** Begin Source data **

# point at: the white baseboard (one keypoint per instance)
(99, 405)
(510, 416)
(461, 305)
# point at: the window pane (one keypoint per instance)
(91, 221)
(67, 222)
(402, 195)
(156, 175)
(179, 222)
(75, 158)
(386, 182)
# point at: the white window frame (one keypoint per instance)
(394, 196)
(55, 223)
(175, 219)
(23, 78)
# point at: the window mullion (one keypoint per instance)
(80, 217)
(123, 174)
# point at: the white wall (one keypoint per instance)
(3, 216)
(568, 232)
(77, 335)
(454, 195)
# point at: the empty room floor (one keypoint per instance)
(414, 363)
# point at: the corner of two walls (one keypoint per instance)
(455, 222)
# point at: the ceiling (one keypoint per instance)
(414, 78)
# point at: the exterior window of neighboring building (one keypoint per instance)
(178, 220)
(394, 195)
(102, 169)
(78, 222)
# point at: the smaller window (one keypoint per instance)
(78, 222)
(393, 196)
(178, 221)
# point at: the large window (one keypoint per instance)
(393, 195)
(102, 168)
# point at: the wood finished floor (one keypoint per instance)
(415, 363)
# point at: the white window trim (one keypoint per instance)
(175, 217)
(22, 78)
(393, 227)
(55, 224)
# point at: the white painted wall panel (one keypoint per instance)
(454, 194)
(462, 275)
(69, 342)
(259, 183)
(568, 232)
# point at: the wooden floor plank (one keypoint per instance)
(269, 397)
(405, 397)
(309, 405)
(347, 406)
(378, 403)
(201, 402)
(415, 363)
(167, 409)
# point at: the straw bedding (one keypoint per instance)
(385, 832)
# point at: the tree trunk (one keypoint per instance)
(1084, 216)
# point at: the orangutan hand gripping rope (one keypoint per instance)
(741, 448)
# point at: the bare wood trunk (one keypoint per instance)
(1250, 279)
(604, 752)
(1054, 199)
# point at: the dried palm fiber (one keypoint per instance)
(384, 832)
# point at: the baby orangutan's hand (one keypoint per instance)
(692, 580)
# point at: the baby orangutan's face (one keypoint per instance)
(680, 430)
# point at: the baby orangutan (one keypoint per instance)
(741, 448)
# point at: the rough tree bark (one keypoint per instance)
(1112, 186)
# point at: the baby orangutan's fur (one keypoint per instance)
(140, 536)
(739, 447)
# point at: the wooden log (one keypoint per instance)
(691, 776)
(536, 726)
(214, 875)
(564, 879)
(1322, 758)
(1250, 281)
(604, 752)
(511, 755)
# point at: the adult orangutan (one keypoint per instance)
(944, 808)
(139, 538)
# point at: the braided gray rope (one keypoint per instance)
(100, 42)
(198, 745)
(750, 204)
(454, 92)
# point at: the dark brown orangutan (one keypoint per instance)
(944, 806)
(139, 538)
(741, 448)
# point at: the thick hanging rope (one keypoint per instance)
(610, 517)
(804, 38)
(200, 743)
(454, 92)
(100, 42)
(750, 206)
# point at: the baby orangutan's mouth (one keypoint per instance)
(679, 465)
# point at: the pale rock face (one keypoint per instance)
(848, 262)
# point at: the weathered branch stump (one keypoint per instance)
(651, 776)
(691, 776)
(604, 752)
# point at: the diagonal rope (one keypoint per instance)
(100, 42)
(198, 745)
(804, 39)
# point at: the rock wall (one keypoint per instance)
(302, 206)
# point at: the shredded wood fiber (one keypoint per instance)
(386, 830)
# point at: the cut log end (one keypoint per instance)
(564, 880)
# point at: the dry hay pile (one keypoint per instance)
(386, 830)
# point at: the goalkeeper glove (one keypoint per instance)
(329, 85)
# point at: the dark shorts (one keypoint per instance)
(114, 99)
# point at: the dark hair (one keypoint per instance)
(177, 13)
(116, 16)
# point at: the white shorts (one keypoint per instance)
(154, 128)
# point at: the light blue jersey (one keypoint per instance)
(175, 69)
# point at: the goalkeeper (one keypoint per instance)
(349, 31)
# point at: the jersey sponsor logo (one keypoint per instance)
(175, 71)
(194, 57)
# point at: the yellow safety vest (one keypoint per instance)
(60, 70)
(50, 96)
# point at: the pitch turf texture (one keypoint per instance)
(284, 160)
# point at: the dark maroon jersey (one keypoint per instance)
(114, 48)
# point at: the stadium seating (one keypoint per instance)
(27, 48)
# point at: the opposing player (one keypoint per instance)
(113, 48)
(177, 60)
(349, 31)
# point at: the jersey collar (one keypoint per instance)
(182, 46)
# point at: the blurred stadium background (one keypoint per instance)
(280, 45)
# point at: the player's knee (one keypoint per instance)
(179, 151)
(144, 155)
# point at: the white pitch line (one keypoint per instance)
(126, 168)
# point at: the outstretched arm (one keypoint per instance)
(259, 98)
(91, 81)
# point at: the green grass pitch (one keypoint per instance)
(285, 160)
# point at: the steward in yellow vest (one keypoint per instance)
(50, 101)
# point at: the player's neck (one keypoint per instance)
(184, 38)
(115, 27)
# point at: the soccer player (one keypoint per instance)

** End Source data **
** Begin Source data **

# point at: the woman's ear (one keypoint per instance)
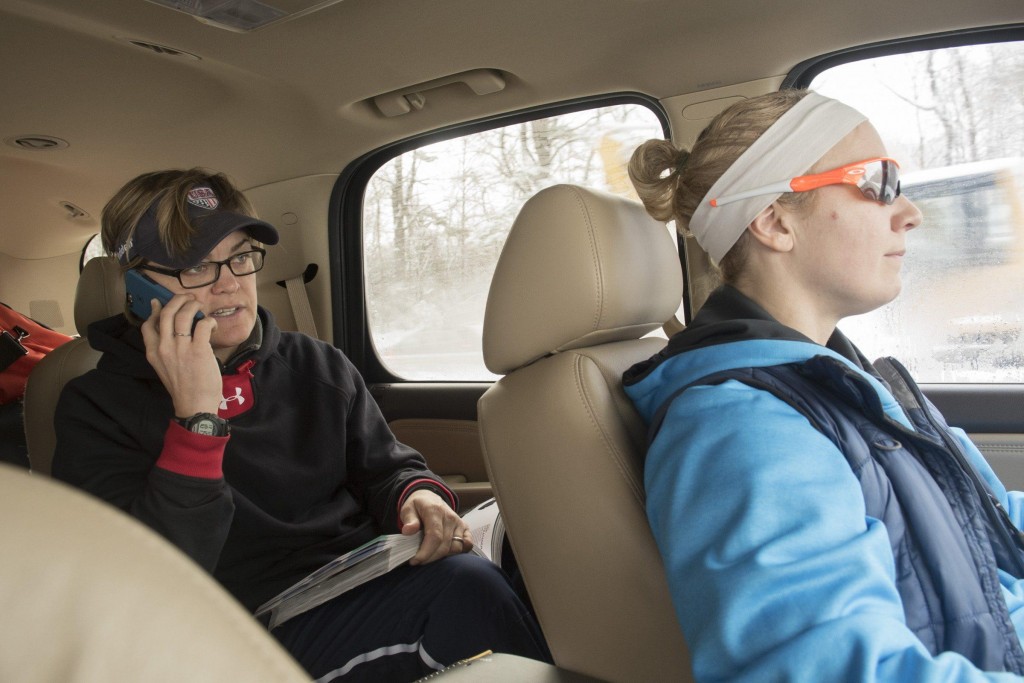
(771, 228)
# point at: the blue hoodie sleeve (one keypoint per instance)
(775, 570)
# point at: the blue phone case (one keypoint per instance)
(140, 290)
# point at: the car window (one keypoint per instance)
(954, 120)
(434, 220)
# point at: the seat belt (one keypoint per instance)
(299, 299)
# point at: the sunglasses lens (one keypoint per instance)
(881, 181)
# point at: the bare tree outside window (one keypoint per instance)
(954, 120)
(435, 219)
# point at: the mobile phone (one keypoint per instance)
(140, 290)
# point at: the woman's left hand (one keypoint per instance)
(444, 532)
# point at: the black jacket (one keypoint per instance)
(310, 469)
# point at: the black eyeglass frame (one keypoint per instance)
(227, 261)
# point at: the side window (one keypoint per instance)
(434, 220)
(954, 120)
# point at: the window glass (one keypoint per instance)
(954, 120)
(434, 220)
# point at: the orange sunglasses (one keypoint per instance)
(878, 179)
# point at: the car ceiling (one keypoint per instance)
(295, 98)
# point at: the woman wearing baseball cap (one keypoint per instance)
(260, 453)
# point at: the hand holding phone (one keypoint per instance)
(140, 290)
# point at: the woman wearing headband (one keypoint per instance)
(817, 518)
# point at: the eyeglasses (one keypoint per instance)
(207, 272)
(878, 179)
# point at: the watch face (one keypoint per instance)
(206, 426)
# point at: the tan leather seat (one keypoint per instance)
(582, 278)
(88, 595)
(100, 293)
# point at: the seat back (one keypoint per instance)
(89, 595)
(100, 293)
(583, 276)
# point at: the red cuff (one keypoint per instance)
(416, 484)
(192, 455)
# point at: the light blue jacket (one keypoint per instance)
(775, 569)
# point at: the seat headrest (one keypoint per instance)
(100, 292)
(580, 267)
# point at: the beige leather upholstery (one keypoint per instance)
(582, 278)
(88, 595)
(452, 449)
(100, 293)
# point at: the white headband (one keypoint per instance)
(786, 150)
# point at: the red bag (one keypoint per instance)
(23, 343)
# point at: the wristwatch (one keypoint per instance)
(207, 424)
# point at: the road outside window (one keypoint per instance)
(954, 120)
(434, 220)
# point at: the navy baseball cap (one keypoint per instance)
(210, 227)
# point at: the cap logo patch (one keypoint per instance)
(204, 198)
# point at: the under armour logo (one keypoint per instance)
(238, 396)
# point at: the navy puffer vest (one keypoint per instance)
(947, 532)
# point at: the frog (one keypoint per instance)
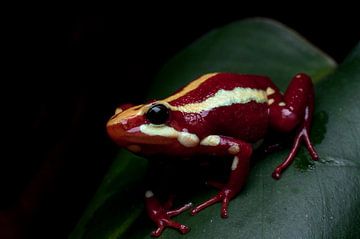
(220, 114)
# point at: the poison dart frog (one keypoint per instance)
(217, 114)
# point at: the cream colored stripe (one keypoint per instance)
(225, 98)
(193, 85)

** End Source data **

**Do this:** Starting at the line that contains "# point at: the steward" and ending with the line that contains "# point at: the soccer", output those lines alone as a numbered list, leaving out any blank lines.

**Solution for this exercise:**
1. # point at: the steward in yellow vest (one keypoint per instance)
2. (50, 101)
3. # point at: the player's neck (one keypoint per instance)
4. (184, 38)
5. (115, 27)
6. # point at: the soccer player (one keypoint per instance)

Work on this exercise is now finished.